**Çalışma görevi A**
Pandemi döneminde çalışan emekli hemşireyle ilgili habere göre aşağıdaki soruları yanıtlayın:
(i) Koronavirüs dünyada ilk kez ne zaman ve nerede tespit edildi?
(ii) Türkiye'deki ilk vaka hangi tarihte kamuoyuna duyuruldu?
(iii) Nigar Kopuk pandemi sırasında hangi serviste çalışıyordu?
**Çalışma görevi B**
Pandemi günlerini anlatan emekli hemşireyle ilgili haberi son cümleden sonrasıyla sürdürün.

**Alıntı metin**
Haber: Arda Ormancı
İstanbul – İÜ Haber Merkezi
Koronavirüs (Covid – 19) pandemisi sırasında aktif olarak Kovid servisinde çalışan emekli hemşire Nigar Kopuk, İletim Gazetesi’ne salgın günlerini anlattı.
Koronavirüs dünyada ilk kez 2019 yılının Kasım ayında Çin’in Wuhan kentinde tespit edildi. Türkiye’de ise ilk koronavirüs vakası 11 Mart 2020 tarihinde dönemin Sağlık Bakanı Fahrettin Koca’nın açıklamasıyla kamuoyuna duyuruldu. Pandemi tüm dünyayı olduğu gibi Türkiye’yi de hızla etkisi altına aldı. O günlerden aşılarla çıkıldı, normalleşildi. Maskeler, dezenfektanlar ve sürüntü testleri gibi kavramlar artık unutuldu. Ancak aşılar imdada yetişene kadar, hem ülkemizde hem dünyada insanlığı ayakta hastalıkla canla başla savaşan sağlık çalışanları tuttu. O günlerde hastalıkla göğüs göğüse çarpışmış emekli hemşire Nigar Kopuk, pandemiyi ve yaşadıklarını İletim Gazetesi ile paylaştı. Kopuk, “Hastalar o kadar kötü durumdaydı ki, bazen koruyucu kıyafetlerimizi giymeden koşup müdahale edip kurtardığımız, hayata döndürdüğümüz hastalarımız oldu. ‘Biz de mi öleceğiz?’ diye düşünüyorduk” dedi.

**Verilen bilgiler**

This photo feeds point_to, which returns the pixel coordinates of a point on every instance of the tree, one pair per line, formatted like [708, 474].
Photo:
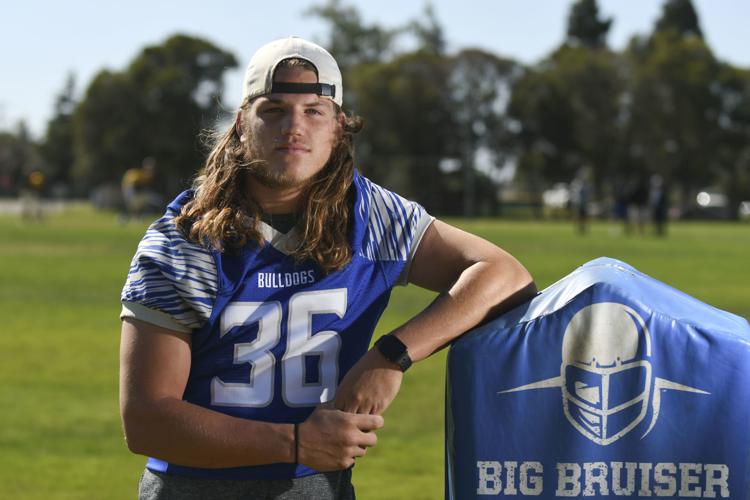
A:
[157, 107]
[19, 155]
[408, 124]
[679, 16]
[57, 146]
[569, 115]
[350, 41]
[480, 86]
[732, 155]
[585, 27]
[674, 110]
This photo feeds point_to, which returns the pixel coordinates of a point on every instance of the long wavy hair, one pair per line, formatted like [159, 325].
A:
[222, 213]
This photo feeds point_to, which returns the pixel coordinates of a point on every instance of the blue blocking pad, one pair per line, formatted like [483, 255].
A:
[607, 384]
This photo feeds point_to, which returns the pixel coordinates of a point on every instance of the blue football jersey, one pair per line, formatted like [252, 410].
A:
[272, 338]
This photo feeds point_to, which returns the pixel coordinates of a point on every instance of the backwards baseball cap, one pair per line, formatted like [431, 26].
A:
[259, 74]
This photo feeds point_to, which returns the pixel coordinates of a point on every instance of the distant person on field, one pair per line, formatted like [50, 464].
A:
[250, 305]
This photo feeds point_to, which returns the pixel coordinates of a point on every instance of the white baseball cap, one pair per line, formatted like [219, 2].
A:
[259, 74]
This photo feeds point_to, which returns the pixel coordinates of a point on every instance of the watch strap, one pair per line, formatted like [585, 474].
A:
[395, 351]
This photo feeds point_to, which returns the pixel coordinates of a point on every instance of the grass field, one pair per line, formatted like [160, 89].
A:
[60, 281]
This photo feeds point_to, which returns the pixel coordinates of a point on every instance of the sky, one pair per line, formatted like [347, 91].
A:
[42, 42]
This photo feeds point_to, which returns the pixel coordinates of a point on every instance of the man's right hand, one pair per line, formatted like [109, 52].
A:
[331, 439]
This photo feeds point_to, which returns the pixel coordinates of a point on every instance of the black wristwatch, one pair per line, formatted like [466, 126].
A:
[394, 350]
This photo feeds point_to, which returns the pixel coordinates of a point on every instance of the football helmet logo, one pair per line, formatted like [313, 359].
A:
[606, 377]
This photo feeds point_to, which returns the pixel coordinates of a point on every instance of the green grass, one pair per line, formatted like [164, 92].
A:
[60, 280]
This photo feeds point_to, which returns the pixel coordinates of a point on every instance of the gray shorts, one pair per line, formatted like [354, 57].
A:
[329, 485]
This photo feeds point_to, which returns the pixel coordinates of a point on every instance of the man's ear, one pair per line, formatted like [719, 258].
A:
[238, 126]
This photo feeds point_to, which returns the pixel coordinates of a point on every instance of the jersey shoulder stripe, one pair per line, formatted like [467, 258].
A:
[395, 225]
[171, 275]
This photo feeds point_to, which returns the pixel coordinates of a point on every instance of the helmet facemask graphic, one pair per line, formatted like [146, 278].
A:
[605, 379]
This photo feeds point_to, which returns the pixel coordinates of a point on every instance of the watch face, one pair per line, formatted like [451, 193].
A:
[394, 350]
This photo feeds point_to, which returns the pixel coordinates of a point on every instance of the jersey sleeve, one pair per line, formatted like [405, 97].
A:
[171, 283]
[395, 228]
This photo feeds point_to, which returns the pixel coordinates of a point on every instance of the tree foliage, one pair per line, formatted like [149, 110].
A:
[680, 17]
[585, 27]
[156, 107]
[440, 127]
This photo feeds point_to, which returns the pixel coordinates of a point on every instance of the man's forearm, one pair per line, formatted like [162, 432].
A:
[482, 291]
[186, 434]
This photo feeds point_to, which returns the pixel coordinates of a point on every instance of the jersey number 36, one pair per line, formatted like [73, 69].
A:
[302, 342]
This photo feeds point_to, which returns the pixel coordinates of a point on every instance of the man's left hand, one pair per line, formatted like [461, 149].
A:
[370, 385]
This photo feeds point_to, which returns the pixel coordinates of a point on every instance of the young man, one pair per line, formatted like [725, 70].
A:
[250, 306]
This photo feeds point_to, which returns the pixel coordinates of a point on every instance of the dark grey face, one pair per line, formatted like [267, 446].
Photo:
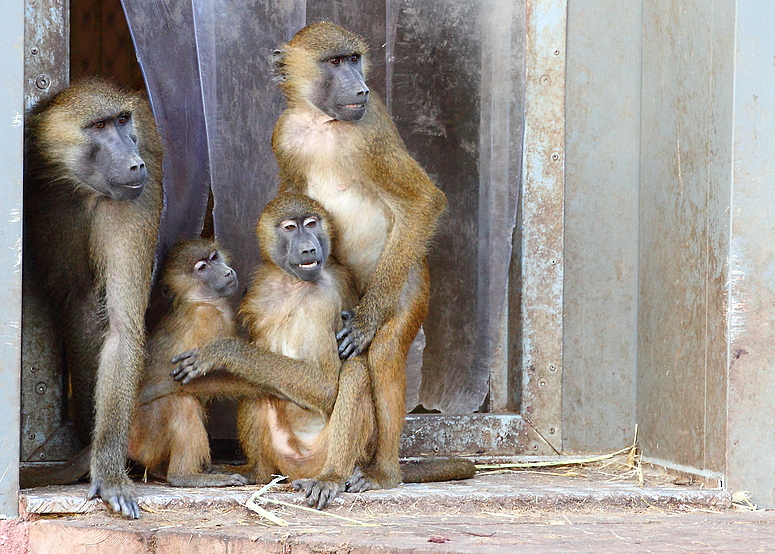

**Yazılı yanıt A**
(i) 2019 yılının Kasım ayında, Çin'in Wuhan kentinde.
(ii) 11 Mart 2020 tarihinde.
(iii) Kovid servisinde.

**Yazılı yanıt B**
Anadolu’nun her köşesinde çalıştı
Kopuk; Balıkesir Sağlık Meslek Lisesi’nden mezun olarak mesleğine adım attığını, ilk görev yerinin ise Yalova olduğunu aktardı. Tam 28 yıllık meslek hayatı boyunca Anadolu’nun her köşesinde çalıştığını ifade eden Kopuk; Yalova, Tatvan, Ankara, Edirne, Kars, Çerkezköy, Burhaniye ve Ayvalık gibi kentlerde görev yaptığını ifade etti.

Salgında ön saflarda mücadele etti
Kopuk henüz iki yıl önce emekli olduğunu dolayısıyla pandeminin en çetin dönemlerinde tecrübeli bir hemşire olarak hizmet verdiğini kaydederek, salgın süresince Edirne ilinde görev yaptığı hastanede “Dahiliye Servis Sorumlusu” olduğunu belirtti.
Müdüriyetin kendilerini pandemi konusunda bilgilendirmek için çağırdığı ilk günü anımsadığını anlatan Kopuk, “Salgının ilk günlerinde gelen hastalar sürekli kötü durumdaydı ve çok ‘ex’ veriyorduk. Durum böyle olunca ‘Biz de mi öleceğiz?’ diye düşünüyorduk ama buna rağmen canla başla hastaları kurtarmaya, tedavilerini yapmaya devam ettik” dedi.

“Ailem benden uzak duruyordu”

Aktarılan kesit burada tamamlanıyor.